● **DATA EXTRACT**:
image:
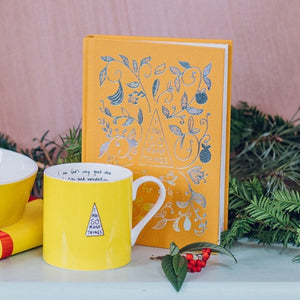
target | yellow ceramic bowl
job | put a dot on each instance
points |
(17, 175)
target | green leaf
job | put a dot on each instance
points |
(175, 268)
(173, 249)
(199, 246)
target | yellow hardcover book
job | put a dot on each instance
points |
(161, 107)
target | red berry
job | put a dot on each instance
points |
(192, 262)
(205, 256)
(194, 269)
(189, 256)
(198, 262)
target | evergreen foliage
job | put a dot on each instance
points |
(264, 188)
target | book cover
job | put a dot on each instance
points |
(161, 107)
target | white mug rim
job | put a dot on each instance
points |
(26, 166)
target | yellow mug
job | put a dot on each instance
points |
(88, 215)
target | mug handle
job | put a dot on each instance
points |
(162, 195)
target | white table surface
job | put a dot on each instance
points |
(262, 272)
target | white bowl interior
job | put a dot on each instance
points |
(15, 166)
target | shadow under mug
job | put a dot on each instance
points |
(87, 221)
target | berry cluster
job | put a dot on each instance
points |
(197, 261)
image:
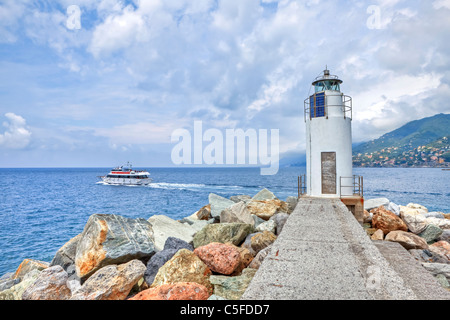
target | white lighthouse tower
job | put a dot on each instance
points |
(328, 117)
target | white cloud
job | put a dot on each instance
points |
(17, 135)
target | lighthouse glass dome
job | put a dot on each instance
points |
(332, 85)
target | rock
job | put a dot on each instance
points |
(255, 242)
(112, 239)
(264, 194)
(176, 291)
(177, 244)
(237, 213)
(431, 233)
(270, 226)
(292, 203)
(239, 198)
(265, 208)
(245, 259)
(232, 288)
(427, 256)
(378, 235)
(280, 219)
(16, 291)
(394, 208)
(445, 236)
(442, 248)
(257, 261)
(156, 262)
(113, 282)
(407, 240)
(28, 265)
(65, 256)
(438, 215)
(367, 217)
(50, 285)
(375, 203)
(218, 204)
(416, 222)
(438, 268)
(387, 221)
(219, 257)
(184, 266)
(416, 206)
(165, 227)
(223, 233)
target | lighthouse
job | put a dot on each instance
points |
(328, 116)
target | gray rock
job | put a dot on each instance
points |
(50, 285)
(394, 208)
(65, 256)
(280, 219)
(237, 213)
(431, 233)
(375, 203)
(292, 202)
(264, 195)
(112, 239)
(177, 244)
(218, 204)
(239, 198)
(165, 227)
(156, 262)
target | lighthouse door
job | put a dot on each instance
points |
(328, 172)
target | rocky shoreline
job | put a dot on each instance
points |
(210, 255)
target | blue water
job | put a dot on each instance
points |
(41, 209)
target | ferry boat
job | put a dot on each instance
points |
(127, 176)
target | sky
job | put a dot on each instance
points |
(98, 83)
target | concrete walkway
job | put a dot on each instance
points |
(323, 253)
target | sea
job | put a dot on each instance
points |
(41, 209)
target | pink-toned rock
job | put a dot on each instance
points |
(378, 235)
(387, 221)
(176, 291)
(219, 257)
(407, 239)
(442, 248)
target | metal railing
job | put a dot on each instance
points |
(346, 106)
(301, 185)
(357, 186)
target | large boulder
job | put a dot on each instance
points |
(431, 233)
(113, 282)
(28, 265)
(258, 241)
(165, 227)
(219, 257)
(237, 213)
(112, 239)
(16, 291)
(172, 246)
(184, 266)
(407, 239)
(218, 204)
(65, 256)
(234, 233)
(264, 194)
(175, 291)
(387, 221)
(232, 288)
(50, 285)
(370, 204)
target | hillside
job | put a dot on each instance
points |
(419, 143)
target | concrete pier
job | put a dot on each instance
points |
(323, 253)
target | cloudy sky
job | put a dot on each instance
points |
(98, 83)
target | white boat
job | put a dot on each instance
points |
(127, 176)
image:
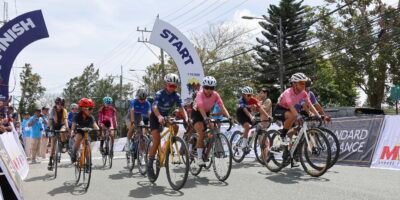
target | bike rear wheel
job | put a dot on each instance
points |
(315, 154)
(272, 158)
(236, 143)
(335, 145)
(156, 163)
(177, 163)
(222, 157)
(141, 154)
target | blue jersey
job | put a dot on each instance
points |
(165, 102)
(313, 100)
(140, 108)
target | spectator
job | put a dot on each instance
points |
(26, 134)
(45, 139)
(36, 122)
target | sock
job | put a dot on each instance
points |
(244, 142)
(199, 153)
(284, 132)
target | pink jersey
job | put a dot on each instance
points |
(289, 98)
(207, 103)
(108, 114)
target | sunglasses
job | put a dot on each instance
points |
(172, 86)
(208, 87)
(89, 109)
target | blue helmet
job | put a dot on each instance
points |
(107, 100)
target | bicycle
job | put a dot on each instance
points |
(83, 164)
(305, 143)
(58, 149)
(217, 145)
(137, 149)
(253, 141)
(173, 153)
(108, 153)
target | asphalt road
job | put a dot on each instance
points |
(248, 180)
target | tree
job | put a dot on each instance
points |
(31, 88)
(363, 45)
(284, 25)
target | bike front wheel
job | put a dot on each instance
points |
(222, 157)
(177, 163)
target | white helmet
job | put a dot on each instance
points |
(209, 81)
(141, 93)
(171, 78)
(247, 90)
(298, 77)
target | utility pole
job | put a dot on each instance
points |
(281, 66)
(144, 40)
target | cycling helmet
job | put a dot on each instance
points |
(171, 78)
(60, 101)
(73, 105)
(141, 93)
(209, 81)
(85, 102)
(107, 100)
(247, 90)
(297, 77)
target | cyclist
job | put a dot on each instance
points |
(58, 121)
(140, 110)
(74, 109)
(300, 106)
(107, 116)
(247, 104)
(164, 101)
(285, 109)
(83, 119)
(203, 104)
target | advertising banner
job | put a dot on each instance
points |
(15, 35)
(357, 137)
(167, 37)
(387, 153)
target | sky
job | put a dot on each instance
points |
(104, 32)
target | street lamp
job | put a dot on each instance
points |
(280, 41)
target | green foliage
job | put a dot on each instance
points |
(31, 88)
(292, 15)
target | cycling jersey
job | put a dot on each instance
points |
(289, 98)
(207, 103)
(108, 114)
(313, 100)
(141, 108)
(165, 101)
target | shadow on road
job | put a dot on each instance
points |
(292, 176)
(46, 177)
(68, 187)
(245, 164)
(148, 189)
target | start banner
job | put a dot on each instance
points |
(357, 137)
(169, 38)
(387, 153)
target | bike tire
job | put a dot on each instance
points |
(178, 149)
(222, 150)
(335, 145)
(236, 143)
(321, 147)
(141, 153)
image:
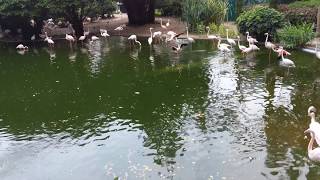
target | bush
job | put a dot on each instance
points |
(305, 3)
(221, 30)
(298, 15)
(203, 11)
(170, 7)
(259, 21)
(293, 36)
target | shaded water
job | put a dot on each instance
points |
(107, 110)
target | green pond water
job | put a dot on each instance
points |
(108, 110)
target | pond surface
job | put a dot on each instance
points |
(108, 110)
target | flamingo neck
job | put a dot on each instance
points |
(310, 145)
(267, 38)
(313, 117)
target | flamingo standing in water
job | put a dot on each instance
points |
(133, 38)
(190, 39)
(317, 52)
(70, 39)
(268, 45)
(313, 154)
(150, 38)
(230, 41)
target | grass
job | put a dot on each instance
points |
(305, 3)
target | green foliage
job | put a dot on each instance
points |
(293, 36)
(298, 15)
(305, 3)
(170, 7)
(221, 30)
(205, 11)
(259, 21)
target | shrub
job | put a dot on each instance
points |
(293, 36)
(205, 11)
(305, 3)
(221, 30)
(298, 15)
(170, 7)
(259, 21)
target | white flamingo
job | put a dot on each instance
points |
(150, 38)
(133, 38)
(313, 154)
(70, 39)
(163, 26)
(168, 23)
(285, 62)
(157, 35)
(241, 47)
(314, 125)
(230, 41)
(190, 39)
(250, 39)
(22, 47)
(171, 35)
(223, 47)
(94, 38)
(317, 52)
(104, 34)
(210, 36)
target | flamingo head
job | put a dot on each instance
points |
(309, 131)
(311, 109)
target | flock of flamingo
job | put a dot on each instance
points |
(178, 43)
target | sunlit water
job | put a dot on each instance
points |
(106, 110)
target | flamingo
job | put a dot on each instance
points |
(230, 41)
(104, 34)
(285, 62)
(22, 47)
(314, 125)
(157, 35)
(163, 26)
(240, 46)
(150, 38)
(168, 23)
(268, 45)
(178, 48)
(94, 38)
(70, 39)
(317, 52)
(210, 36)
(86, 33)
(313, 154)
(190, 40)
(250, 39)
(133, 38)
(82, 38)
(50, 42)
(223, 47)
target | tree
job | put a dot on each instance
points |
(140, 11)
(16, 14)
(273, 3)
(318, 22)
(75, 11)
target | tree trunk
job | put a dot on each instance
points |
(76, 20)
(318, 22)
(273, 4)
(140, 12)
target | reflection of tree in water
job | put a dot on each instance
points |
(285, 122)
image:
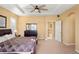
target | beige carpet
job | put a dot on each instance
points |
(53, 47)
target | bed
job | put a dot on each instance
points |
(16, 45)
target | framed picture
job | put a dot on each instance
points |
(3, 21)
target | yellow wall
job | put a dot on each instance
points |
(70, 27)
(8, 14)
(39, 20)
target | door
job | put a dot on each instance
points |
(58, 30)
(13, 24)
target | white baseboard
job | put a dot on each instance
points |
(69, 43)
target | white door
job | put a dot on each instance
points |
(58, 30)
(13, 24)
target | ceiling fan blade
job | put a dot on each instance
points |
(33, 5)
(39, 11)
(20, 8)
(42, 6)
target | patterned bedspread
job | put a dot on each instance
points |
(20, 44)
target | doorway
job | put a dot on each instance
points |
(58, 30)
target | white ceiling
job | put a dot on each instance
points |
(53, 9)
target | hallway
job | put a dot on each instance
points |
(53, 47)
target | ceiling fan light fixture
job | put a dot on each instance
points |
(36, 10)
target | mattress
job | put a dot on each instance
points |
(18, 45)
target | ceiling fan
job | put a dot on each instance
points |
(38, 8)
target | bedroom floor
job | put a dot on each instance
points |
(53, 47)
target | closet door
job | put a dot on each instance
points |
(58, 30)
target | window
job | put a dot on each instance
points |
(31, 26)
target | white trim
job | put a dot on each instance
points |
(77, 51)
(69, 43)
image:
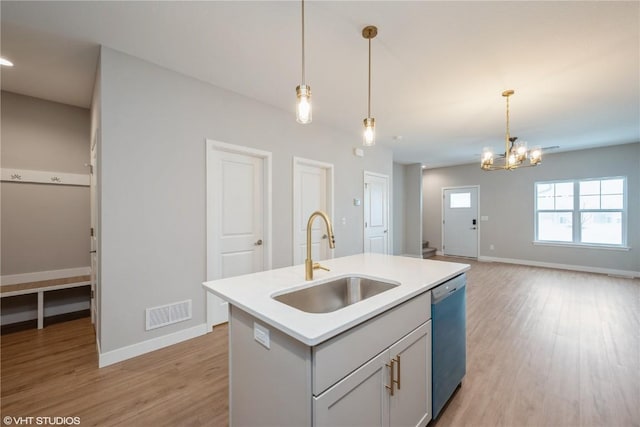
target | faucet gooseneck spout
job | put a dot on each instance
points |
(309, 266)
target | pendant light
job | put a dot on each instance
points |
(369, 139)
(303, 91)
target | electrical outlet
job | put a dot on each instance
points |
(261, 334)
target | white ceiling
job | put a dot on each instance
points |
(439, 68)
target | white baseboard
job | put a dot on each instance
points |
(128, 352)
(585, 268)
(37, 276)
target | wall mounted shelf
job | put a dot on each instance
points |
(45, 177)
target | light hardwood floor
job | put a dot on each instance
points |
(545, 348)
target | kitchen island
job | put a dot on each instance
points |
(367, 363)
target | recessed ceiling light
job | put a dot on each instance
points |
(5, 62)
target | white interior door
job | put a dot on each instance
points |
(312, 191)
(460, 221)
(238, 217)
(93, 194)
(376, 213)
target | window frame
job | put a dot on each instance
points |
(576, 212)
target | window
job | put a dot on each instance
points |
(590, 211)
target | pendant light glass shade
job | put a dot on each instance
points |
(303, 91)
(369, 132)
(303, 104)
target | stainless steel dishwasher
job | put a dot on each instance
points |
(449, 343)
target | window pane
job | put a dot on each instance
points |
(564, 195)
(545, 190)
(460, 200)
(545, 203)
(589, 202)
(612, 186)
(589, 187)
(564, 189)
(555, 226)
(612, 202)
(564, 202)
(601, 227)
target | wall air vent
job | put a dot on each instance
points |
(164, 315)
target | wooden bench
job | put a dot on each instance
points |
(40, 288)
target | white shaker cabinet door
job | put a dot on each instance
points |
(360, 399)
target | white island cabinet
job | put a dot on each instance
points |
(367, 364)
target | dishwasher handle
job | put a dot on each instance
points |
(448, 288)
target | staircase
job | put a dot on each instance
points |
(427, 252)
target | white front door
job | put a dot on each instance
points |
(460, 222)
(312, 191)
(238, 217)
(376, 213)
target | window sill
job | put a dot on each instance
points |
(583, 246)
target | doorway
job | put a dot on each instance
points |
(312, 191)
(93, 235)
(376, 213)
(460, 221)
(238, 216)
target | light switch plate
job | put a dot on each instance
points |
(261, 334)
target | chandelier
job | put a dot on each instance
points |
(515, 153)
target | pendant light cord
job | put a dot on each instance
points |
(303, 80)
(507, 141)
(369, 101)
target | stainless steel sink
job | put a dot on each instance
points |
(335, 294)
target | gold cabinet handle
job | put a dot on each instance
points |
(398, 360)
(392, 380)
(316, 266)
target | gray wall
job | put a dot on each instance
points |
(154, 125)
(413, 209)
(407, 209)
(44, 227)
(507, 198)
(398, 209)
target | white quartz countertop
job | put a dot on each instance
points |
(253, 292)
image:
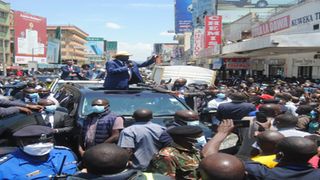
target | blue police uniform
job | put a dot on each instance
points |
(19, 165)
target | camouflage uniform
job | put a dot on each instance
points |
(176, 161)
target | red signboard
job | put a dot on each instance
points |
(213, 29)
(30, 38)
(236, 63)
(271, 26)
(197, 42)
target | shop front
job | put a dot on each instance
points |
(238, 67)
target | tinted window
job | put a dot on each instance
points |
(126, 104)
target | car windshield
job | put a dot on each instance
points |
(126, 104)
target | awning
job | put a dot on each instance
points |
(50, 66)
(273, 45)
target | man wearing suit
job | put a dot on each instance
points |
(57, 120)
(70, 72)
(121, 71)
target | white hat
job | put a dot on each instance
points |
(121, 53)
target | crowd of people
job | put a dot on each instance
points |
(280, 140)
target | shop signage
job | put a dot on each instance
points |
(198, 41)
(237, 63)
(213, 30)
(306, 62)
(217, 63)
(306, 19)
(271, 26)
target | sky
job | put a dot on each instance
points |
(135, 24)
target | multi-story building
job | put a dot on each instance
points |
(73, 41)
(4, 34)
(286, 44)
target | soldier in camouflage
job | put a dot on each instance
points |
(181, 159)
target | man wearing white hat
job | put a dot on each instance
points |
(121, 71)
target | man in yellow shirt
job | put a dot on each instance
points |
(267, 143)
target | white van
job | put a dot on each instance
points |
(193, 74)
(265, 3)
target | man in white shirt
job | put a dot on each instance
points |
(57, 120)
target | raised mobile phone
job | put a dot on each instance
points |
(241, 123)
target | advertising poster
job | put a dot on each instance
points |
(213, 31)
(198, 42)
(53, 51)
(30, 38)
(183, 16)
(200, 9)
(95, 46)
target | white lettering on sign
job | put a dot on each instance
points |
(271, 26)
(306, 19)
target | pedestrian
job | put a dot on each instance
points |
(101, 126)
(86, 72)
(267, 142)
(45, 93)
(220, 166)
(8, 107)
(181, 159)
(141, 140)
(113, 165)
(236, 109)
(293, 156)
(121, 72)
(183, 118)
(37, 157)
(59, 121)
(70, 71)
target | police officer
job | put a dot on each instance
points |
(37, 157)
(181, 159)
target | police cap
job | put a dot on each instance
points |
(33, 131)
(186, 115)
(185, 131)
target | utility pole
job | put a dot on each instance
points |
(4, 58)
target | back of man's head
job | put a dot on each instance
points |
(296, 150)
(142, 115)
(238, 97)
(270, 110)
(268, 140)
(286, 121)
(222, 166)
(104, 159)
(304, 109)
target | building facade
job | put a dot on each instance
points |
(4, 35)
(287, 44)
(73, 43)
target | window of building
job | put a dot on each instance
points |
(3, 15)
(3, 29)
(305, 71)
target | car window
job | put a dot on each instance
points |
(126, 104)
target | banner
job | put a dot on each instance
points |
(198, 42)
(183, 16)
(237, 63)
(213, 31)
(53, 51)
(30, 38)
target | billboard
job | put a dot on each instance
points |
(258, 3)
(213, 31)
(198, 41)
(200, 9)
(30, 38)
(233, 10)
(95, 46)
(183, 16)
(53, 51)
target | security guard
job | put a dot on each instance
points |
(37, 157)
(181, 159)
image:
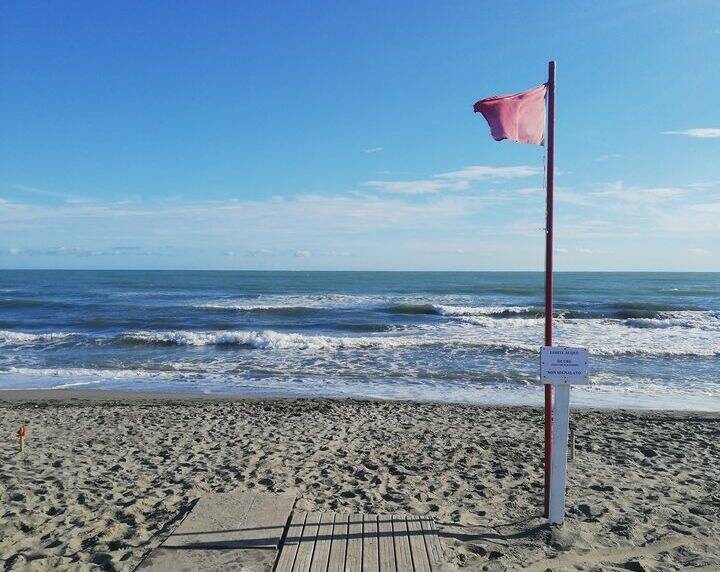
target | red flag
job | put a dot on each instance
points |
(519, 117)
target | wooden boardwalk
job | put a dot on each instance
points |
(261, 532)
(330, 542)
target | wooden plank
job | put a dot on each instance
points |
(307, 543)
(386, 548)
(206, 525)
(323, 543)
(353, 556)
(371, 562)
(402, 543)
(432, 541)
(421, 561)
(234, 520)
(289, 547)
(339, 544)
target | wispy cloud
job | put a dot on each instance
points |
(698, 132)
(607, 157)
(460, 180)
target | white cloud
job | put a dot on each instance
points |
(706, 208)
(419, 187)
(607, 157)
(484, 172)
(460, 180)
(646, 195)
(700, 251)
(698, 132)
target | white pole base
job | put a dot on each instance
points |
(558, 459)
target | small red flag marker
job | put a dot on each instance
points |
(22, 433)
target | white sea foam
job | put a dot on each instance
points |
(685, 319)
(446, 310)
(8, 338)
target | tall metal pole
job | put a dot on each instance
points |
(549, 267)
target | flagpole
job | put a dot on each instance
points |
(549, 267)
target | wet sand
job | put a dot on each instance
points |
(106, 476)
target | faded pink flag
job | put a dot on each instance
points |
(519, 117)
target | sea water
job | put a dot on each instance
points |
(654, 338)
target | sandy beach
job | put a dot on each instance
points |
(106, 476)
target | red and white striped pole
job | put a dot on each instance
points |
(549, 268)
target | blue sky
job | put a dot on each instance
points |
(340, 135)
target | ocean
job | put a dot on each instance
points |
(654, 338)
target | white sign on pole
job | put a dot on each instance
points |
(561, 367)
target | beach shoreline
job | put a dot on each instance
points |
(107, 474)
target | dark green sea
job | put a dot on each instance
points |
(654, 338)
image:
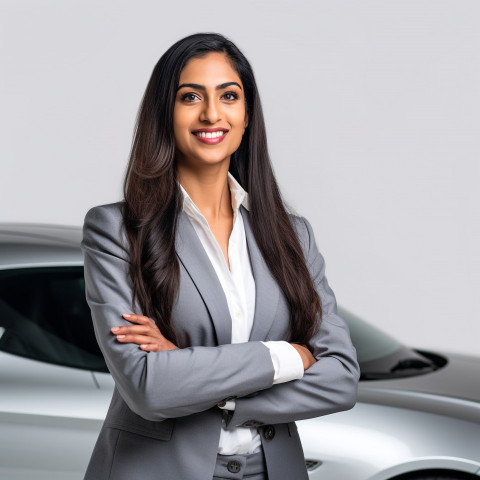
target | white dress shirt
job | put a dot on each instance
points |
(239, 287)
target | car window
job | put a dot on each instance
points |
(370, 343)
(44, 316)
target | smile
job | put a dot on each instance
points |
(210, 137)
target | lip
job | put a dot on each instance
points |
(210, 141)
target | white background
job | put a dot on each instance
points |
(372, 110)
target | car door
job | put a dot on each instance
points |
(51, 405)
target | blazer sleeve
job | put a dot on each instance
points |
(328, 386)
(158, 385)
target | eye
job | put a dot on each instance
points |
(230, 96)
(189, 97)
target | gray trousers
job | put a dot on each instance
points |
(240, 467)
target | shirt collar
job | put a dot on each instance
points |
(238, 194)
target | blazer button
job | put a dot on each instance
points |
(233, 466)
(269, 432)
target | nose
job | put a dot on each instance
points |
(211, 111)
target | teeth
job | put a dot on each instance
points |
(209, 134)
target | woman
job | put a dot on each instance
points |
(245, 338)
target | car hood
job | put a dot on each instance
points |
(453, 390)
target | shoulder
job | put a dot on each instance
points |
(304, 231)
(103, 224)
(110, 212)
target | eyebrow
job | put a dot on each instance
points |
(202, 87)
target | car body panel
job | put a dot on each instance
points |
(50, 415)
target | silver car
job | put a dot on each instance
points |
(417, 418)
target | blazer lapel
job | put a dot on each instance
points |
(191, 253)
(267, 291)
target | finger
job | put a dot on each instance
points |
(136, 329)
(150, 347)
(138, 339)
(134, 318)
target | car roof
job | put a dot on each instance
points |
(25, 245)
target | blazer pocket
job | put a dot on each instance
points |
(133, 423)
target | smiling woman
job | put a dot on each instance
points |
(209, 301)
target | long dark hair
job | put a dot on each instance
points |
(153, 199)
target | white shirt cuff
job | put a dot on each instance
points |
(287, 363)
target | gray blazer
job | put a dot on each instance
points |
(163, 422)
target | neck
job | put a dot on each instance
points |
(208, 188)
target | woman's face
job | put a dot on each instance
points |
(209, 116)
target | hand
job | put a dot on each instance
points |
(307, 358)
(145, 333)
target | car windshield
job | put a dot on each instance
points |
(370, 342)
(382, 357)
(44, 316)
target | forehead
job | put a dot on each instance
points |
(214, 68)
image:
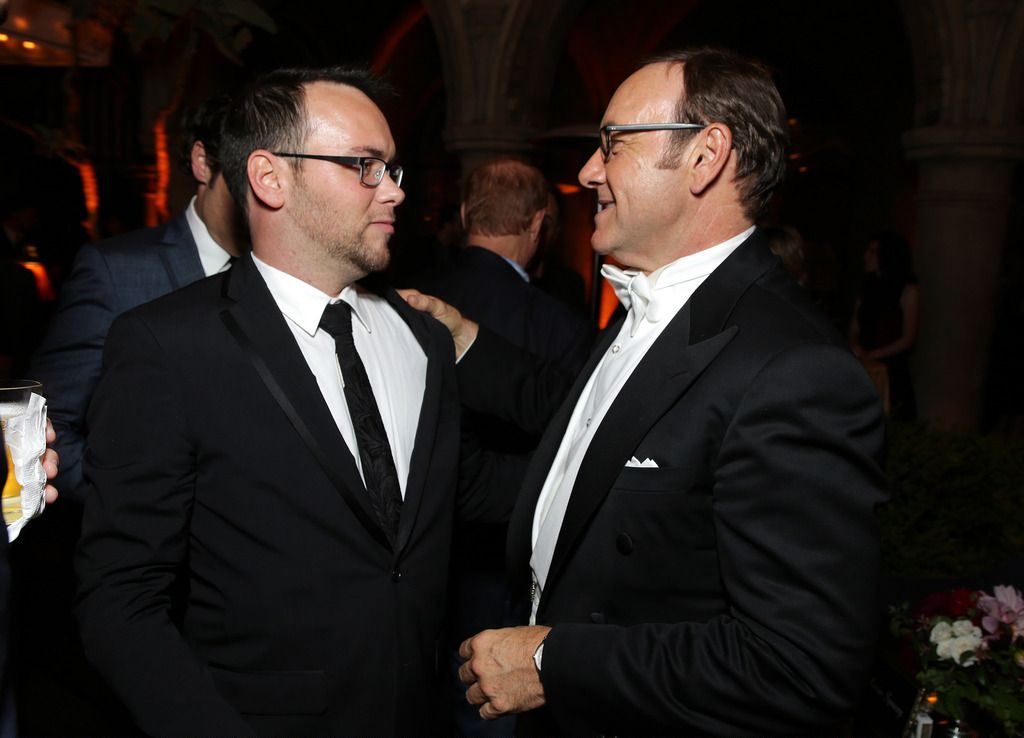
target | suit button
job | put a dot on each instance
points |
(625, 544)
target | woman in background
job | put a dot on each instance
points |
(886, 317)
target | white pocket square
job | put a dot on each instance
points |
(634, 463)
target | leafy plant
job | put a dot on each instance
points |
(957, 503)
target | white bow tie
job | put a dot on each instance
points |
(635, 292)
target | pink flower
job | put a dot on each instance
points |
(1006, 608)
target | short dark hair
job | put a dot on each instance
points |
(204, 123)
(502, 196)
(270, 114)
(721, 86)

● **EXERCISE GOAL**: Please quote the records above exactly, beginning at the line that contains "target | white shirt cuff" and ending at their last line. Leave the pictures out.

● **RESULT OF THIS EXERCISE**:
target | white shirt cuff
job | put a dot on each instance
points |
(287, 363)
target | gray blazer
job | put a dot on each instance
points |
(163, 422)
target | neck
job | put a dot on each instance
points |
(208, 188)
target | woman's face
job | put a dot on each instance
points |
(209, 116)
target | hand
job | put a dot on each instance
points |
(307, 358)
(145, 333)
target | car windshield
job | put a dot on each instance
points |
(370, 342)
(382, 357)
(44, 316)
target | forehead
job | put a dot on each instance
points |
(214, 68)
image:
target | suit button
job | put a dot on each instance
points |
(625, 544)
target | woman in background
job | put a dot on each instance
points |
(886, 317)
target | white pocket square
job | put a dot on each instance
points |
(634, 463)
target | leafy plant
job | put a dot on each instance
points |
(957, 503)
target | white bow tie
job | put a dot on each instance
points |
(635, 292)
target | pink flower
job | put a dot on each instance
points |
(1006, 608)
target | short dark hair
job | put a dot on each instance
points |
(204, 123)
(502, 196)
(270, 114)
(721, 86)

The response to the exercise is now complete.